## EXTRACT TO READ
%%
Parents Urged To Vaccinate Infants Against Hib
A resurgence in the childhood infectious disease Hib (Haemophilus influenza type B) in Minnesota in 2008 has prompted state health officials to obtain additional vaccine and urge parents to work with their health care providers to make sure infants are getting the recommended primary series of three doses of Hib vaccine.
Five cases of Hib were reported in the state in 2008, according to the Minnesota Department of Health. Three of the five cases, including one death, occurred in unimmunized children. One case occurred in a child too young to complete the primary series and another case occurred in a child who had received the primary series, but was later found to have an underlying condition.
"We have not seen this number of cases in young children since 1992," said Dr. Ruth Lynfield, state epidemiologist. "It is extremely sad to see this disease resurface, resulting in very severe illness including meningitis and death. These cases underscore the importance of maintaining high vaccination rates."
Hib is a severe bacterial infection that occurs most often in infants, but also in young children and usually requires hospitalization. Hib infection can result in serious and sometimes fatal illnesses such as meningitis, bloodstream infection, epiglottitis (severe swelling of the tissue of the throat resulting in breathing difficulty), pneumonia, bone or joint infections.
A national shortage of Hib vaccine has existed since November 2007 and is expected to last into mid-2009. During the vaccine shortage, national advisory groups recommended that health care providers defer giving a fourth and final booster dose of Hib vaccine to toddlers, age 12-15 months so that as many infants as possible could complete the primary series. Minnesota health officials have found that in addition to deferral of the booster dose, the shortage has resulted in fewer infants receiving the primary series. The department's findings were reported today in a special dispatch edition of MMWR, a weekly report by the Centers for Disease Control.
While the plan to defer the booster dose to assure infant vaccination seems to be working in most other states, it's not in Minnesota. In part, this may be because a greater percentage of providers in Minnesota have traditionally used the vaccine produced by Merck, which is the one in shortest supply, thus exacerbating the problem in Minnesota.
%%
## ENTRIES SUPPLIED
%%
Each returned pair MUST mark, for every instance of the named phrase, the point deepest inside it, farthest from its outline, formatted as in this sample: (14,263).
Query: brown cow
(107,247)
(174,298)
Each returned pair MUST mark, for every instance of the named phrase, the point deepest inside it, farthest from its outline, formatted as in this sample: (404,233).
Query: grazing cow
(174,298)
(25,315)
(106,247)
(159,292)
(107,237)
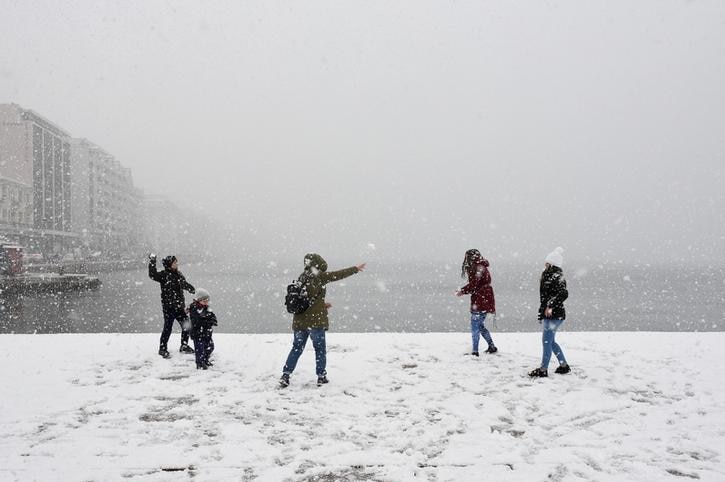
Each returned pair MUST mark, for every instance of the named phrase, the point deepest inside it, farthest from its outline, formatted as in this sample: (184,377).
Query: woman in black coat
(552,293)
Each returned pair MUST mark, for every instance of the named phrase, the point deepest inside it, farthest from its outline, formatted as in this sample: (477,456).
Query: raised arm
(330,276)
(153,272)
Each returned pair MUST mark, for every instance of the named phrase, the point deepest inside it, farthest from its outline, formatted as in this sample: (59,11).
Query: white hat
(201,294)
(555,258)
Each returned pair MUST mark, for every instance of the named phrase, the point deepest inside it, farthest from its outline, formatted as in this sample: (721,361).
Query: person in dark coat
(552,294)
(475,268)
(314,322)
(173,306)
(203,321)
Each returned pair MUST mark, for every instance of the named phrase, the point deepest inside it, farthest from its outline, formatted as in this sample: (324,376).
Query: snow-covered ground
(637,406)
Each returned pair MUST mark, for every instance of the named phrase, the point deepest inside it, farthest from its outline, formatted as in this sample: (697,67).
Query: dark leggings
(169,317)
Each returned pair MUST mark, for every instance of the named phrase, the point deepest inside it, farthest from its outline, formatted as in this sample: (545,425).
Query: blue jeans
(298,345)
(478,329)
(547,338)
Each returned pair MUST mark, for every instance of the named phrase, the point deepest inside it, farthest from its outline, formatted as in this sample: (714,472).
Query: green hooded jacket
(316,277)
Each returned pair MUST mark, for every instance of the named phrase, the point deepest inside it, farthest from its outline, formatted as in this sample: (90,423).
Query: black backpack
(297,300)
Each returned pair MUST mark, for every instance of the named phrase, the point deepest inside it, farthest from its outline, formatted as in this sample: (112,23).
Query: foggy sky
(401,130)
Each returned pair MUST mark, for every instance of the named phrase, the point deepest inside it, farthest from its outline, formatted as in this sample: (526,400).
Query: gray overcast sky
(422,128)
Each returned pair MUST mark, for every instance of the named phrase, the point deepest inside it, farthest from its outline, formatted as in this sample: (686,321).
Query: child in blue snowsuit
(202,322)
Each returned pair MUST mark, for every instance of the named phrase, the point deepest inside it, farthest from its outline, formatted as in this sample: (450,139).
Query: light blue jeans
(478,329)
(298,346)
(549,342)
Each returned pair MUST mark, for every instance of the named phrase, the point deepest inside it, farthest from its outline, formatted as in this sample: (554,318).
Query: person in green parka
(314,322)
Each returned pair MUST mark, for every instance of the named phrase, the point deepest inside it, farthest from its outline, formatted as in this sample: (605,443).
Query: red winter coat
(480,289)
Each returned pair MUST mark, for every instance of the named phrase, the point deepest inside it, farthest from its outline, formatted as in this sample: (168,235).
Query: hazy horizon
(405,131)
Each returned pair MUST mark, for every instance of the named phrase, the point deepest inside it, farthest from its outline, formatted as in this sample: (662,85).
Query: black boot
(185,348)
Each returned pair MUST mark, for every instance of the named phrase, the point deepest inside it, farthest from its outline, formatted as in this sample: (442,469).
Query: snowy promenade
(637,406)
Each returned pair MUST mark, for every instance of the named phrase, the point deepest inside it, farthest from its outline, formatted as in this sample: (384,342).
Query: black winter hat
(168,260)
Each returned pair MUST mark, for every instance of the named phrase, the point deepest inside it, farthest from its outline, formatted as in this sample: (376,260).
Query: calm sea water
(402,298)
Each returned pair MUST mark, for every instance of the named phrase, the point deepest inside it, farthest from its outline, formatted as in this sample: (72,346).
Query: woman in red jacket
(482,300)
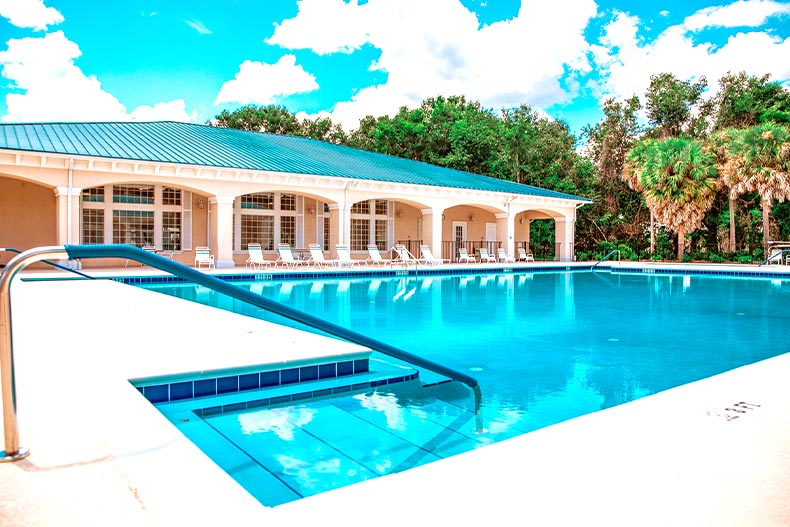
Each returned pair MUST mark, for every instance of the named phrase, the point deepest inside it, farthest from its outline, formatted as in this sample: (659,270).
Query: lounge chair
(428,257)
(374,256)
(485,257)
(524,256)
(203,257)
(403,255)
(256,259)
(317,257)
(505,258)
(344,256)
(285,257)
(463,256)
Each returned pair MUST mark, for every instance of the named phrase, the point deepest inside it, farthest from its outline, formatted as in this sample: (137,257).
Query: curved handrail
(53,264)
(606,257)
(773,256)
(13,452)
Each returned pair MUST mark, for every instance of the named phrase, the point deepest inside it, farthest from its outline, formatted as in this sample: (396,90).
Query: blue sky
(72,60)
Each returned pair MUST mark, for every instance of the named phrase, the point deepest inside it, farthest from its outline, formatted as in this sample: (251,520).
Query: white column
(564,235)
(506,232)
(432,230)
(67,214)
(221,208)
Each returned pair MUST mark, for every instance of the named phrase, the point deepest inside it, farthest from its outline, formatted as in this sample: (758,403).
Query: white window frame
(108,206)
(276,212)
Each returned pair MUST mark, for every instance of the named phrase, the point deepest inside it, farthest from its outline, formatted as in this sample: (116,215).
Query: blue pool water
(545,347)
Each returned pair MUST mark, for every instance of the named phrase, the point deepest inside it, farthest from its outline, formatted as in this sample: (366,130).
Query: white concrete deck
(102,455)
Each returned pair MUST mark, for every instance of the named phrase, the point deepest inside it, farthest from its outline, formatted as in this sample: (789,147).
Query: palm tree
(678,179)
(761,163)
(635,159)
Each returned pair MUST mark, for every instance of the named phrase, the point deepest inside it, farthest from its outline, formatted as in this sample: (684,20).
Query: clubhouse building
(176,186)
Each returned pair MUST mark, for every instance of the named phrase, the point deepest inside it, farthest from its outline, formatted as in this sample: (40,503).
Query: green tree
(761,163)
(678,179)
(746,100)
(675,107)
(272,119)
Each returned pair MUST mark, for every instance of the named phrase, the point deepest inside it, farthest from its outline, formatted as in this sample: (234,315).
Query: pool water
(545,347)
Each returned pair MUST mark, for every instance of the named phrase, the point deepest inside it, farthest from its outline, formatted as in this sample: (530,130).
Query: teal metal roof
(193,144)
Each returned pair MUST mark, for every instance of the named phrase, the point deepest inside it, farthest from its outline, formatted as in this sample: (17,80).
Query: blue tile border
(267,402)
(382,273)
(710,272)
(180,390)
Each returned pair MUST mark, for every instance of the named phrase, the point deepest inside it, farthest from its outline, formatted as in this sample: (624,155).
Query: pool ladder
(606,257)
(13,452)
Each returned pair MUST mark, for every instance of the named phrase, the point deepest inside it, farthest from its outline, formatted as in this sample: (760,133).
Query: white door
(490,232)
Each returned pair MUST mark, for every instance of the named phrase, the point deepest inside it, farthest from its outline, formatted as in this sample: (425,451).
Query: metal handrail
(53,264)
(774,255)
(605,257)
(14,451)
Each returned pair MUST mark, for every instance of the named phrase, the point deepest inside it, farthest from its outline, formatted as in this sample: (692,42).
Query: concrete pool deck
(102,455)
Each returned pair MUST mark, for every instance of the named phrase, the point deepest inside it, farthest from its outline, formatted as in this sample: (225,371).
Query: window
(135,227)
(361,207)
(171,230)
(257,229)
(267,218)
(381,234)
(327,230)
(133,194)
(259,200)
(93,226)
(367,227)
(288,230)
(171,196)
(95,194)
(137,214)
(360,234)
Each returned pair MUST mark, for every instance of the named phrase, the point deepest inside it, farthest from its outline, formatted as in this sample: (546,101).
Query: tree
(675,107)
(761,163)
(745,100)
(272,119)
(678,179)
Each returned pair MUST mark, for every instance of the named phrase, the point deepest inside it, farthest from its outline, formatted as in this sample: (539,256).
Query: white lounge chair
(463,256)
(203,257)
(403,255)
(485,257)
(344,256)
(505,258)
(317,257)
(429,258)
(524,256)
(285,257)
(374,256)
(256,259)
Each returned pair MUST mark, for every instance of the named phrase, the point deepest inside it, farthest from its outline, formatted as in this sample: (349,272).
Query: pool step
(376,372)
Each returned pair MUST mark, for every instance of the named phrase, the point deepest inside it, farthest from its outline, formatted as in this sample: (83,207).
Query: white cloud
(743,13)
(163,111)
(198,26)
(48,86)
(438,47)
(626,63)
(30,14)
(261,83)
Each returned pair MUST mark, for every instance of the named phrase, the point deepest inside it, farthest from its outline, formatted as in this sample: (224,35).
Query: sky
(188,60)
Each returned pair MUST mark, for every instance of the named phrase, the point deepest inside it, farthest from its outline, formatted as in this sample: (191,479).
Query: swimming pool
(545,347)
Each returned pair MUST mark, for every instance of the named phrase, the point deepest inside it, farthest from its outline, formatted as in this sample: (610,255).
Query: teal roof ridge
(206,145)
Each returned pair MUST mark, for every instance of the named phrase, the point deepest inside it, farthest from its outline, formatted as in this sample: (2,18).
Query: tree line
(680,176)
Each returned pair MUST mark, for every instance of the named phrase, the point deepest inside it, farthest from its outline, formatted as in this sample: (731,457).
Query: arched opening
(28,215)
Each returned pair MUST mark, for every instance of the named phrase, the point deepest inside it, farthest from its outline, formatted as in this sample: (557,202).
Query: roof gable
(192,144)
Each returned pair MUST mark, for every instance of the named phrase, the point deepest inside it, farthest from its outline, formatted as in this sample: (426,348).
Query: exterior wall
(29,192)
(407,219)
(27,216)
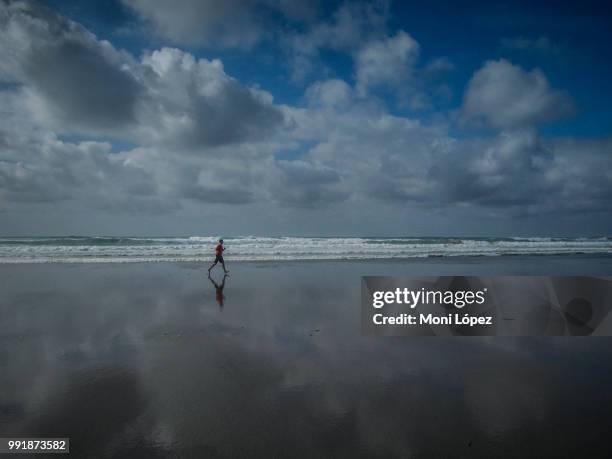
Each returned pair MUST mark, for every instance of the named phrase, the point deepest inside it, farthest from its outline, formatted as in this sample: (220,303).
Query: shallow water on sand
(142,361)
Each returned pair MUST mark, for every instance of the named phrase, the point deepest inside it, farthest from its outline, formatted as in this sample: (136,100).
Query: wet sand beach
(141,360)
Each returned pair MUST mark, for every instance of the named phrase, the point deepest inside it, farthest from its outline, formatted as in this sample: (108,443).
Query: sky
(318,118)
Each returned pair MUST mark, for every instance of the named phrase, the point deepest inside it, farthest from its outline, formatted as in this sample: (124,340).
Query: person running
(219,256)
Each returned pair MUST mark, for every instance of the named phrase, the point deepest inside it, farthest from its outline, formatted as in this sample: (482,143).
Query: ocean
(101,249)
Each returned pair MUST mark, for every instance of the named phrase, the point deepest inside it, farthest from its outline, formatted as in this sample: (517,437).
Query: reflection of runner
(219,256)
(219,289)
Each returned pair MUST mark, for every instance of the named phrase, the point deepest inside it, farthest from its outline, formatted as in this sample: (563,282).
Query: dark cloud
(504,95)
(192,103)
(82,83)
(75,83)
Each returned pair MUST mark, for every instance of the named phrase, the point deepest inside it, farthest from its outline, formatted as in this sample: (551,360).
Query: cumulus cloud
(76,83)
(71,78)
(208,23)
(307,184)
(505,96)
(203,138)
(191,102)
(386,61)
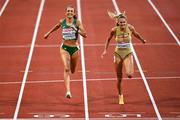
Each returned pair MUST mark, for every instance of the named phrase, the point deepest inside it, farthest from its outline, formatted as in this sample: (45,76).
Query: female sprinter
(69,49)
(123,53)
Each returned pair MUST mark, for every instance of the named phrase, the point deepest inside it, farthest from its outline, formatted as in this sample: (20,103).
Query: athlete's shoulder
(61,20)
(131,27)
(114,29)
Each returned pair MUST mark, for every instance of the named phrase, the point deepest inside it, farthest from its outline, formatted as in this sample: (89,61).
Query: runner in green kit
(69,49)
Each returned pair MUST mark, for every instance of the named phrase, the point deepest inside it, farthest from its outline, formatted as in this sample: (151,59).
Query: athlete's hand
(102,55)
(73,27)
(144,41)
(46,35)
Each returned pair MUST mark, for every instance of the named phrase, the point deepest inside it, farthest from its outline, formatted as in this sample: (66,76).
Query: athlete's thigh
(118,63)
(129,64)
(74,59)
(65,58)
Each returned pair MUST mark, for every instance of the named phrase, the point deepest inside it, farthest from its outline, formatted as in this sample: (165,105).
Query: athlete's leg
(118,68)
(67,70)
(74,60)
(129,65)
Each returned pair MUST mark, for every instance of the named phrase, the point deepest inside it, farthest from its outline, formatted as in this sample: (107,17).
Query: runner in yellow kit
(123,53)
(69,49)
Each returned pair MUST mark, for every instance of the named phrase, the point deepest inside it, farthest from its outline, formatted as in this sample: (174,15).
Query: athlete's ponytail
(70,6)
(116,17)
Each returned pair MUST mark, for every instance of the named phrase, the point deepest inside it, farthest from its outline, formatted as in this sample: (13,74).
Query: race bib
(68,34)
(123,45)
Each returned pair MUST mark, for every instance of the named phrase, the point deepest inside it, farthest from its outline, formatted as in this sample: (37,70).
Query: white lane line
(4,7)
(88,80)
(29,60)
(163,20)
(141,72)
(83,65)
(86,45)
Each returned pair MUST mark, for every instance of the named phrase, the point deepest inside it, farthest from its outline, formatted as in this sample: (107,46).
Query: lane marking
(29,60)
(88,80)
(86,45)
(4,7)
(163,20)
(83,65)
(141,71)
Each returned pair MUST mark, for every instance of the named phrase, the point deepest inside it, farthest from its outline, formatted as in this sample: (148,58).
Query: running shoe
(121,100)
(68,95)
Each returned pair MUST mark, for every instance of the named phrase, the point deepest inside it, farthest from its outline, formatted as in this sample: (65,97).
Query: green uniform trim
(69,49)
(69,33)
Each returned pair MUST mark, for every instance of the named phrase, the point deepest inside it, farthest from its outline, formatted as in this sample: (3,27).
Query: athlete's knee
(67,70)
(73,71)
(129,75)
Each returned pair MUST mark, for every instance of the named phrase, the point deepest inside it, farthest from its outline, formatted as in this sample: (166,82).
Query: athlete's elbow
(84,35)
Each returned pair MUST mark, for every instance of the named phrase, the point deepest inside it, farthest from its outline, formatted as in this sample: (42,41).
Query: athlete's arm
(136,34)
(81,29)
(108,41)
(53,29)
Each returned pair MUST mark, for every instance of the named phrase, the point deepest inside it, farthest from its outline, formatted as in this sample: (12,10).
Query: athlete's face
(122,22)
(70,12)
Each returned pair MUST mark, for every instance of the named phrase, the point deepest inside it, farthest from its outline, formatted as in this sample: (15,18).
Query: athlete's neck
(69,20)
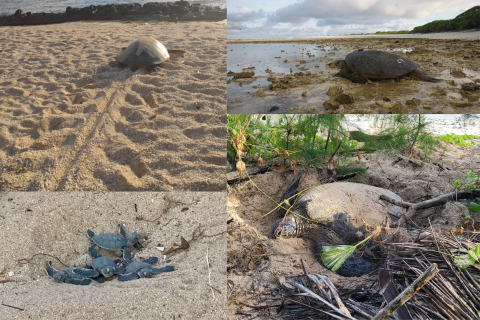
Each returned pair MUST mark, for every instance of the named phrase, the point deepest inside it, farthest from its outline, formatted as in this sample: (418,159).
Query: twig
(407,293)
(6,305)
(209,273)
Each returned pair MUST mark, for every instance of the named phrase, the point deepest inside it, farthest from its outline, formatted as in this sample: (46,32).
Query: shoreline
(460,35)
(159,11)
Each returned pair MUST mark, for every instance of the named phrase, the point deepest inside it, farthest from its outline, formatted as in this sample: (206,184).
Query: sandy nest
(72,118)
(255,259)
(52,226)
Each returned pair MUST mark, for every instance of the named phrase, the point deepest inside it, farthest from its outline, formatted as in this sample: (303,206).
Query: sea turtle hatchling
(113,241)
(78,276)
(141,269)
(363,65)
(106,266)
(144,52)
(337,214)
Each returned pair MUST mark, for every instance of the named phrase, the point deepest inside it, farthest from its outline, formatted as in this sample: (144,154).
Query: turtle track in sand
(72,119)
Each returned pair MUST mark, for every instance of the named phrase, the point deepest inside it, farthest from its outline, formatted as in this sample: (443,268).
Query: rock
(473,97)
(333,91)
(413,103)
(345,97)
(272,109)
(470,86)
(461,103)
(399,108)
(331,104)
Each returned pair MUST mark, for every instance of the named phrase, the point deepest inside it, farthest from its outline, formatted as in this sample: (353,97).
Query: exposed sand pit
(55,224)
(255,259)
(294,75)
(72,118)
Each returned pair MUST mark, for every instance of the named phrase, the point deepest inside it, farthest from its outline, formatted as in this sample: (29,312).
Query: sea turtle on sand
(364,65)
(346,213)
(144,52)
(141,269)
(78,276)
(106,266)
(113,241)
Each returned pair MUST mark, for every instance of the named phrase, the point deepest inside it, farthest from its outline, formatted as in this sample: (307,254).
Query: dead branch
(407,293)
(412,208)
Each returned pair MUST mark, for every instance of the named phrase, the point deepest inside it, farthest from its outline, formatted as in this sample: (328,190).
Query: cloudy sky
(258,19)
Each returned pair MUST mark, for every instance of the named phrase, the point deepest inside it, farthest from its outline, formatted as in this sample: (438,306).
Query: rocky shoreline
(162,11)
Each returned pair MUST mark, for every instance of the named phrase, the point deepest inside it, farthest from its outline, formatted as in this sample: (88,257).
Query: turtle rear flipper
(163,269)
(128,276)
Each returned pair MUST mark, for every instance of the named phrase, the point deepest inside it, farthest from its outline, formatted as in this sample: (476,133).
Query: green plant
(466,260)
(459,140)
(334,256)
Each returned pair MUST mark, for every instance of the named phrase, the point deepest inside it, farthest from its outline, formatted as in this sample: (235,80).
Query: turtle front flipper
(93,251)
(421,75)
(128,276)
(162,270)
(90,273)
(151,260)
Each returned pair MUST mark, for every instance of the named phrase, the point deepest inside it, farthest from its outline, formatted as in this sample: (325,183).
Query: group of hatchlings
(102,267)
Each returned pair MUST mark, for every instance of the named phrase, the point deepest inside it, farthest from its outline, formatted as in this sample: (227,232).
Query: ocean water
(8,7)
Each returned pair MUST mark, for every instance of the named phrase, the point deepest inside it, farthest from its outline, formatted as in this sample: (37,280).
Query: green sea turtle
(345,213)
(113,241)
(363,65)
(144,52)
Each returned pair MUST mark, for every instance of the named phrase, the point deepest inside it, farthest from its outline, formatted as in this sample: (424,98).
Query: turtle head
(287,229)
(109,271)
(145,273)
(59,276)
(133,238)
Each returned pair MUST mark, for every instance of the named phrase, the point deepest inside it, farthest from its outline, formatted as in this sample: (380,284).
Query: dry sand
(254,257)
(71,118)
(55,224)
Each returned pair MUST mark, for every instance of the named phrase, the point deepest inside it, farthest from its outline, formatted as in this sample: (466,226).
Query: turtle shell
(352,210)
(381,64)
(144,52)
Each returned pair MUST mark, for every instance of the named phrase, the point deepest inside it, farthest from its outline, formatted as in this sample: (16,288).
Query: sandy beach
(257,262)
(52,226)
(294,75)
(72,118)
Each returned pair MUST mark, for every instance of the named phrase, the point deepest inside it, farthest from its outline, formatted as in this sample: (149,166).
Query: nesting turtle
(113,241)
(144,52)
(78,276)
(364,65)
(141,269)
(344,213)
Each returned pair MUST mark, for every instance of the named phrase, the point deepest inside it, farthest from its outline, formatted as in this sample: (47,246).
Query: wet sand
(305,65)
(72,118)
(46,226)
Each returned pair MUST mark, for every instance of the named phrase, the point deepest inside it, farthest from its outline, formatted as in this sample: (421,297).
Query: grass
(469,19)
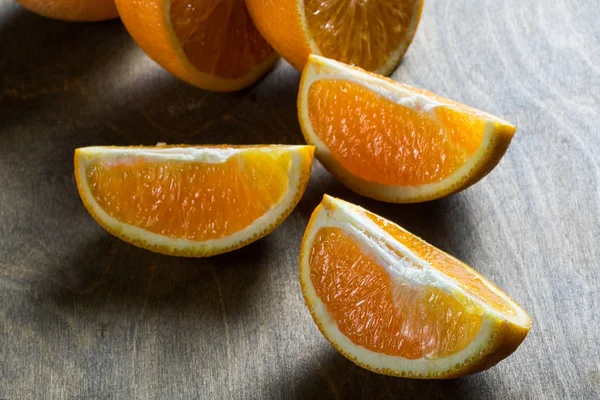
%%
## TO DO
[a] In the article on the Hib resurgence in Minnesota, how many of the five cases reported in 2008 occurred in unimmunized children?
[b] Resume the article on the Hib resurgence in Minnesota, continuing on from its final paragraph.

## ANSWERS FOR EACH ITEM
[a] Three of the five cases, including one death, occurred in unimmunized children.

[b]
"Recent data on Minnesota's immunization rates during the Hib vaccine shortage show that fewer infants are getting a third dose than we would normally expect," said Kristen Ehresmann, immunizations program manager for MDH. "As many as 18 percent fewer infants at seven months were getting the third dose of Hib compared with the two other vaccines given at age 6 months. The decrease in the level of Hib immunization results in a drop in "herd immunity", where unimmunized and under-immunized children are vulnerable to Hib disease.
MDH officials have worked with CDC and vaccine manufacturer Sanofi-Pasteur to make additional doses of Hib vaccine available in Minnesota. Over the next several months, Minnesota will receive an additional 37,000 doses from CDC and Sanofi.
"Since we are seeing a resurgence of Hib disease, it's important for parents of infants to work with their health care provider or clinic to make sure their baby has received three doses of Hib vaccine," Ehresmann said. "If your child hasn't received all three Hib shots, schedule additional visits as soon as possible."
"Some parents have read information that encourages them to refuse or delay vaccinations for their child. However, this puts their children and other children at risk for serious diseases, such as Hib," Ehresmann said.
Hib vaccine became available for use in infants in 1991. Before vaccine, 20,000 cases of Hib occurred every year in the U.S., mostly among children under five years old. After the widespread use of vaccine, Minnesota rarely recorded more than 1 or 2 cases of Hib a year, often none.
Before vaccine was available, Hib accounted for 50-60 percent of all cases of meningitis in the U.S. Of these, 2-5 percent died and 15-30 percent experienced lasting brain damage or deafness.